Begin EXERCISE DATA

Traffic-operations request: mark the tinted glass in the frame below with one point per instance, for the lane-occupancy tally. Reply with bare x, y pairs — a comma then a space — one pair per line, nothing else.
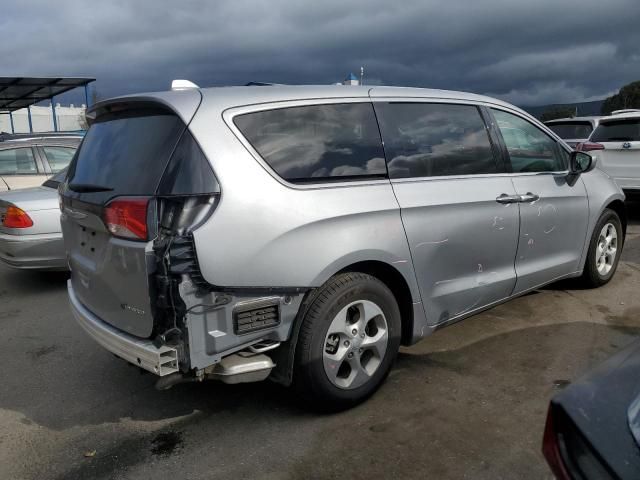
127, 154
433, 139
54, 181
530, 149
17, 161
571, 130
58, 157
189, 172
617, 131
319, 142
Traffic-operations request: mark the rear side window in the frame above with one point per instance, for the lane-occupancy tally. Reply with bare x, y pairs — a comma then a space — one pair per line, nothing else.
627, 130
58, 157
571, 130
434, 139
127, 153
318, 142
17, 161
530, 149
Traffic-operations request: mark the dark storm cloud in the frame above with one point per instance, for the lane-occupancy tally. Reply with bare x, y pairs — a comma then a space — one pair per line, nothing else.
528, 52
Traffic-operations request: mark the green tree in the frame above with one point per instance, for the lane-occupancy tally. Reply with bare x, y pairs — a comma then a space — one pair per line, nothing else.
627, 97
557, 112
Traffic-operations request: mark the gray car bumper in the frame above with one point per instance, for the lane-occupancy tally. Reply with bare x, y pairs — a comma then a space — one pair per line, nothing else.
141, 352
39, 252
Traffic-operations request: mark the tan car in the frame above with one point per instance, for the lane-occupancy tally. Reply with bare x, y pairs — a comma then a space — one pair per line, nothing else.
27, 161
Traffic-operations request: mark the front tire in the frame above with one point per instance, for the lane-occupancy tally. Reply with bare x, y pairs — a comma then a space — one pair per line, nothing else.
348, 341
605, 247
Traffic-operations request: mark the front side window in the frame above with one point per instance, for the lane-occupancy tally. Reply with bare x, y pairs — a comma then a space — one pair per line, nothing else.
317, 142
17, 161
434, 139
58, 157
530, 149
571, 130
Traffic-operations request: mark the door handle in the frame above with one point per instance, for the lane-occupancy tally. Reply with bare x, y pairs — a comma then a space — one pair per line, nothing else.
529, 197
504, 198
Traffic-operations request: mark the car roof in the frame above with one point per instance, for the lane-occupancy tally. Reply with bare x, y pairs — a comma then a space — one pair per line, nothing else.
222, 98
621, 116
264, 94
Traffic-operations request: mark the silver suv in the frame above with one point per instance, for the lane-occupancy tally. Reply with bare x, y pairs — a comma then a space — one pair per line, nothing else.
305, 233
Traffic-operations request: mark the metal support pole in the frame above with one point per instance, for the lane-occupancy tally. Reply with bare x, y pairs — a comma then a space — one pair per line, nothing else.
53, 109
29, 118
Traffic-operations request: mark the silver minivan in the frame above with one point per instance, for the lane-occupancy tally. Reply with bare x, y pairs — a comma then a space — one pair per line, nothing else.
304, 233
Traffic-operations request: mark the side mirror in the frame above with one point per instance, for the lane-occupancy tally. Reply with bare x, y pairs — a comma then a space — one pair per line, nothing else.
580, 162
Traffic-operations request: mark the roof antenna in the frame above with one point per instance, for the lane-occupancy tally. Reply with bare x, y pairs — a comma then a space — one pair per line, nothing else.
183, 85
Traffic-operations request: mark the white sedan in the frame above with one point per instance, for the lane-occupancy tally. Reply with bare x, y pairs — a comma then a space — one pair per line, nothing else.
30, 233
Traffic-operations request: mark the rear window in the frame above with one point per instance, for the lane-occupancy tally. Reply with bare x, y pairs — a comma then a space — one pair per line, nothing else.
318, 142
58, 157
571, 130
617, 131
126, 154
17, 161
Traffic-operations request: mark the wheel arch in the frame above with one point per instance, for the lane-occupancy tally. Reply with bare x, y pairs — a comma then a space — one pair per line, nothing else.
394, 280
619, 207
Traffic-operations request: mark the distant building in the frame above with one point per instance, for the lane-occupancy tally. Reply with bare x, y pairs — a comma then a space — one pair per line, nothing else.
351, 80
68, 118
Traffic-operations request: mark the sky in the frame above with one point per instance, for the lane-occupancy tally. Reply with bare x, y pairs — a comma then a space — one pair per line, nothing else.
528, 52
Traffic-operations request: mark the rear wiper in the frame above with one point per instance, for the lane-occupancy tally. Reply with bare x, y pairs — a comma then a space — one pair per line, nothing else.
88, 187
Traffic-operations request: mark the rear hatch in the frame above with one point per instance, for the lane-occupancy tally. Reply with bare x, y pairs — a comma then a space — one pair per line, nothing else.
134, 154
616, 142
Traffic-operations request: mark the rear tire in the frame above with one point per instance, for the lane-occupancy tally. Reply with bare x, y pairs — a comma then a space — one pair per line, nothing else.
605, 247
348, 341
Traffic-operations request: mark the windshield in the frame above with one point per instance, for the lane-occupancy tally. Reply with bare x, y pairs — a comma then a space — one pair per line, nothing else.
627, 130
571, 130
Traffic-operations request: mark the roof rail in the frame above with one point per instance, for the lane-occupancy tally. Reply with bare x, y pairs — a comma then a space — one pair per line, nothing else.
626, 110
183, 85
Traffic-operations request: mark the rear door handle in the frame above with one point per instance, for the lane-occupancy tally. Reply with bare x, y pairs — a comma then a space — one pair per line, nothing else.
529, 197
504, 198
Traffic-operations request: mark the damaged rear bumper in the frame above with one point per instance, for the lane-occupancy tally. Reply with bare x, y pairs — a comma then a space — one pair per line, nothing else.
141, 352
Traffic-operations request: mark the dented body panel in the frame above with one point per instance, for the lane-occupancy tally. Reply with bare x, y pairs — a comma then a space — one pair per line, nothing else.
552, 230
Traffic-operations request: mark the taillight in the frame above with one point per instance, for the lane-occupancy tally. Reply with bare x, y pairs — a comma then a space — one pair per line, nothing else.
551, 449
126, 217
16, 218
589, 146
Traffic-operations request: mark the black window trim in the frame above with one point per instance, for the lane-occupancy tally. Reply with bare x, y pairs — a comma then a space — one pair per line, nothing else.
498, 153
543, 128
40, 169
321, 183
45, 161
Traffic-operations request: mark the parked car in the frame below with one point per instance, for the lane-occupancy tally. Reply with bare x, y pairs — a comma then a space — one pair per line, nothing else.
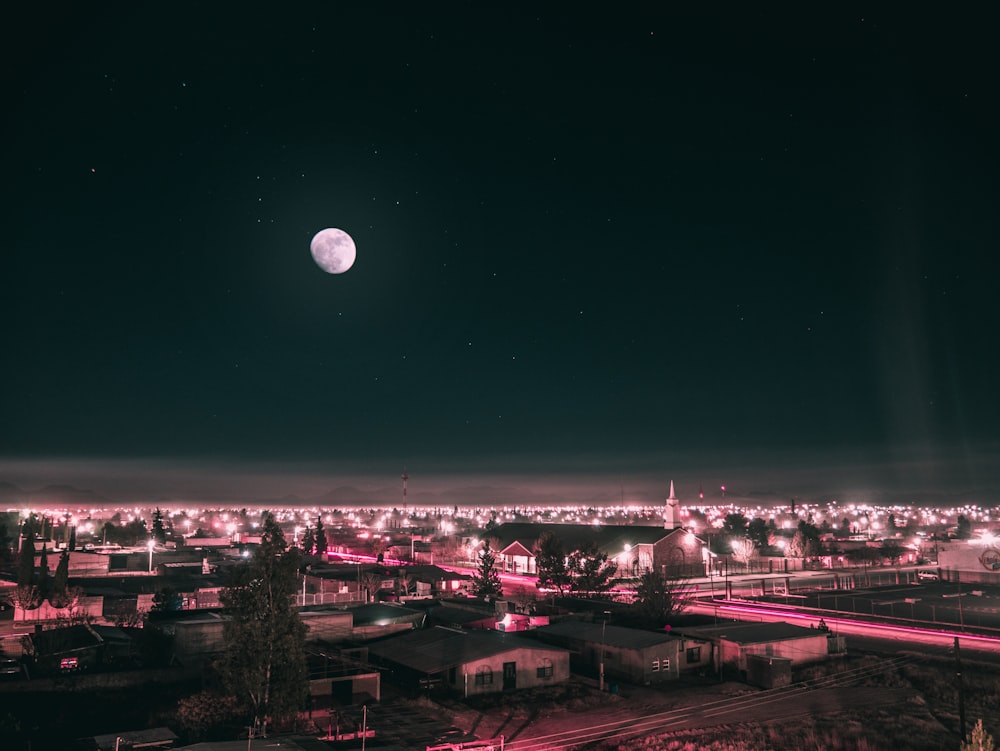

End EXERCISE DATA

→ WRITTEN INSTRUCTION
Put the entries above into a numbered list, skipping any blank lines and leaving the pictures out.

→ EXPECTED OUTPUT
1. Traffic-operations request: mark the tinted glass in the frame below with one point per instance, for the lane-occupancy tally. Reply with bare x, y pairs — a comma then a space — one pair per line, nothing else.
2. 127, 154
3. 433, 139
4. 54, 181
5. 530, 149
6. 17, 161
7. 571, 130
8. 58, 157
9. 189, 172
10. 617, 131
11. 319, 142
12. Traffic-operations request: mark the rear side window in the frame above with one point per instance, for the lane-occupancy tally. Reply with bare x, y pairs — a comma then a space — one pair per line, nothing else.
13. 627, 130
14. 58, 157
15. 571, 130
16. 434, 139
17. 127, 153
18. 318, 142
19. 17, 161
20. 530, 149
21. Traffic-operations request: mark the dark storm cloud in the frame above with one point per instance, for the lane-occupancy tally. Reply with bare x, y pairs — a comma then a space — one pair per line, nothing else.
22. 528, 52
23. Traffic-operations request: mark the green tree in the frame above with one point per instance, for the lane-occupancy tally. Reply with bare x, y pairs — a comma then a space — one pair per line, nothing else.
24. 627, 97
25. 557, 112
26. Traffic-operations request: mark the gray car bumper in the frame above with one point per instance, for the lane-occupancy tally. Reply with bare x, y pairs — a comma then a space — one pair per line, nothing else.
27. 141, 352
28. 39, 252
29. Traffic-operations request: mark the tan car in the frame above with one point per instance, for the lane-occupancy tally. Reply with bare x, y pairs — a comma then a space — one pair per line, nothing else.
30. 27, 161
31. Traffic-operations request: mark the front tire in the frame above with one point per instance, for the lane-occupancy tally. Reply with bare x, y pairs — a comma then a space — one pair per line, nothing else.
32. 348, 341
33. 605, 247
34. Traffic-operations request: mark the front side window in the frame above with one point per instance, for the lane-occupancy tally. Reply with bare x, y pairs — a comma then a space — one pair per line, nothing else.
35. 317, 142
36. 17, 161
37. 434, 139
38. 58, 157
39. 530, 149
40. 571, 130
41. Traffic-operations request: mark the door handle in the frame above with one point per instance, for the lane-occupancy tally. Reply with bare x, y pairs — a comma then a space — one pair per line, nothing else.
42. 529, 197
43. 504, 198
44. Traffic-operations request: mark the car roof in the frame above with one point per instance, for the lane-occupancy tally. Reply with bare x, y pairs — a comma then a space — one pair per line, nothing else.
45. 222, 98
46. 621, 116
47. 264, 94
48. Traffic-operations request: mark the silver suv in the frame above with one point per instance, for the lane-occupancy tally. Reply with bare x, y pairs — a comma then a space — one pair per line, nothing else.
49. 305, 233
50. Traffic-operations request: mark the metal support pole in the frame above with one point per instance, for the lane-occupancy tally. Reply with bare x, y pairs — a comma then a space — one pair per line, nothing else.
51. 53, 109
52. 29, 118
53. Traffic-operations request: mark the silver minivan in the frame above with one point per instance, for the lane-occupancy tally. Reply with bare x, y pairs — a comma then a space — one pair per line, nothing else.
54. 304, 233
55. Traffic-operations request: mark the side mirror in the frame above with one point per instance, for the lane-occupancy tally. Reply with bare x, y pairs — a comma then a space — one pair per line, nothing else.
56. 580, 162
57. Traffic-operations request: mark the roof antenna in the frame above with one point per instance, for the lane-occupancy tally. Reply with bare x, y pairs — a comma then a space — one pair per line, nothing else.
58. 183, 85
59. Traffic-operations request: mark the white sedan in the frame above with one point per instance, for the lane-occupancy tally. Reply with bare x, y pairs — a comma then a space — one pair per line, nothing else.
60. 30, 233
61. Traffic-operations request: mark the rear window in the frame above with one point per instance, for the lane-occupancy tally. Reply with bare x, y pairs — a comma then a space — one pair per line, nothing else.
62. 318, 142
63. 58, 157
64. 571, 130
65. 617, 131
66. 126, 154
67. 17, 161
68. Traffic-operations request: mark the wheel arch in the frame above with one point per instance, for the lane-occupancy tally. Reply with bare x, y pairs — a comma then a space — one pair per line, nothing else.
69. 394, 280
70. 619, 207
71. Traffic-operations request: mark the distant building in the frame above with one point per instance, for the lane-occupancy tally. Reply with bare x, y pairs — a comma then a space — one pair per line, nothing else.
72. 351, 80
73. 68, 118
74. Traffic-operations request: mark the sky in the frame above with one point per instance, for the lane-occupancy tally. Reply with bare x, y pairs — a comma then a space — one pair per line, nothing else.
75. 528, 52
76. Traffic-operations request: mark the rear wiper in the frame above with one point per instance, for the lane-occupancy tally. Reply with bare x, y pairs — a comma then a space — one pair per line, nothing else.
77. 88, 187
78. Traffic-operations request: mark the rear hatch in the frame above with one point per instance, for the lane-occupancy tally. Reply with bare x, y pairs — a comma then a space — one pair per line, nothing else.
79. 134, 154
80. 616, 142
81. Traffic-operations request: mark the rear tire in the frame above with one point per instance, for the lane-occupancy tally. Reply with bare x, y pairs — a comma then a space — one pair per line, nothing else.
82. 605, 247
83. 348, 341
84. Traffic-operations request: mark the windshield in the frame above with one point per instance, for the lane-occupancy tally. Reply with bare x, y pairs — a comma then a space — one pair per line, nothing else.
85. 627, 130
86. 571, 130
87. Traffic-operations request: mark the roof rail in the frame above with one point per instance, for the lane-occupancy tally. Reply with bare x, y pairs — a comma then a space — one pair per line, nothing else.
88. 626, 110
89. 183, 85
90. Traffic-operations request: mark the rear door handle in the frame above with one point per instance, for the lane-occupancy tally. Reply with bare x, y pairs — a comma then a space — one pair per line, nothing else.
91. 529, 197
92. 504, 198
93. Traffic-operations request: mark the damaged rear bumper in the frame above with one point per instance, for the lane-occupancy tally. Reply with bare x, y pairs — a comma then a space — one pair per line, nothing else.
94. 141, 352
95. Traffic-operations request: mark the dented body panel in the frame above with one point per instance, for the lane-occupancy tally. Reply with bare x, y pairs — a comma then a space — one pair per line, nothing else.
96. 552, 230
97. Traffic-operations request: mark the taillight in the frame above with one point per instance, for the lane-occupancy tally. Reply with bare x, y pairs — a comma then a space — one pair per line, nothing else.
98. 551, 449
99. 126, 217
100. 16, 218
101. 589, 146
102. Traffic-operations request: mark the black window trim in the frame above with one point per instance, for the lane-occupancy tally. Reply with bare x, y pairs — a comma then a space — one pair per line, nothing else.
103. 498, 153
104. 543, 128
105. 40, 169
106. 321, 183
107. 45, 161
108. Traffic-operations request: mark the parked car in the frame below with one point per instance, for the lane-occupancy tally. Reply with bare x, y pairs — a comma then a space — one pair per line, nothing else.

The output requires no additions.